[Source data]
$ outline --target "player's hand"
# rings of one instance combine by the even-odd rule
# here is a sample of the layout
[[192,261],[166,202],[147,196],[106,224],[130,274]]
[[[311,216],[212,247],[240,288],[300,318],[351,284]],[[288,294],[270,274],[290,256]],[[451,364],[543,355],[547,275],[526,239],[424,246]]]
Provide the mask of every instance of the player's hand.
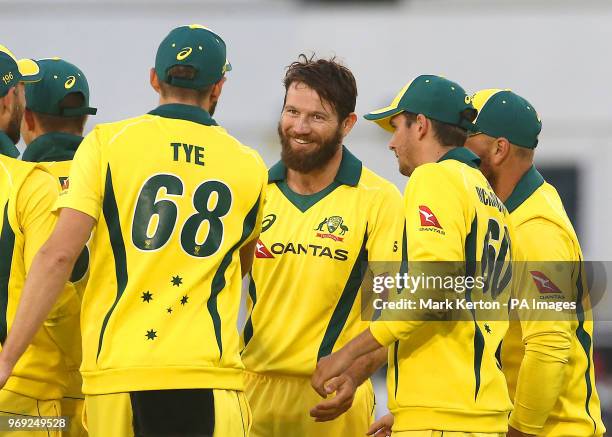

[Work to be completed] Emit an exact copy of the lines from the line bearing "# rings of one" through the last line above, inclusive, and leave the images out.

[Written solution]
# rings of one instance combine by the even-odd rule
# here is a sample of the layout
[[192,261],[166,202],[147,196],[106,224],[130,274]]
[[[311,216],[212,247],[240,288],[300,318],[351,284]],[[288,294],[270,274],[290,256]],[[451,364],[543,355],[547,275],[526,239],[424,246]]]
Provide the mask of every instance of the player's hand.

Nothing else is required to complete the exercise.